▶ **Exercise brief**: Can you output the material below line for line, with nothing changed?

═══ Data for this exercise ═══

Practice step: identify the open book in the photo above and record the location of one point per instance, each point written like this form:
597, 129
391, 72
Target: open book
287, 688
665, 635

═══

▶ **Result of this exercise**:
Practice step: identify the open book in the photo above and record the location of one point per instance, each point written like this form:
597, 129
391, 72
Target: open book
287, 688
665, 635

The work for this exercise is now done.